**TASK STATEMENT**
Rewrite the records below, replacing "countertop accessory" with "kitchen item" and keeping everything else unchanged. Omit the pictures from your answer.

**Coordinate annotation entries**

— BEGIN —

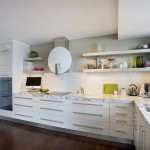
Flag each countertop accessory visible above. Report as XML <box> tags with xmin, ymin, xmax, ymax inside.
<box><xmin>103</xmin><ymin>84</ymin><xmax>118</xmax><ymax>94</ymax></box>
<box><xmin>129</xmin><ymin>84</ymin><xmax>138</xmax><ymax>96</ymax></box>
<box><xmin>120</xmin><ymin>88</ymin><xmax>127</xmax><ymax>96</ymax></box>
<box><xmin>48</xmin><ymin>47</ymin><xmax>72</xmax><ymax>74</ymax></box>
<box><xmin>87</xmin><ymin>64</ymin><xmax>96</xmax><ymax>69</ymax></box>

— END —

**REPLY TO THE TASK**
Flag each kitchen item visible above. Report as XML <box> tags with xmin, ymin, xmax, ymax inside.
<box><xmin>103</xmin><ymin>84</ymin><xmax>118</xmax><ymax>94</ymax></box>
<box><xmin>129</xmin><ymin>84</ymin><xmax>138</xmax><ymax>96</ymax></box>
<box><xmin>120</xmin><ymin>88</ymin><xmax>127</xmax><ymax>96</ymax></box>
<box><xmin>48</xmin><ymin>47</ymin><xmax>72</xmax><ymax>74</ymax></box>
<box><xmin>87</xmin><ymin>64</ymin><xmax>96</xmax><ymax>69</ymax></box>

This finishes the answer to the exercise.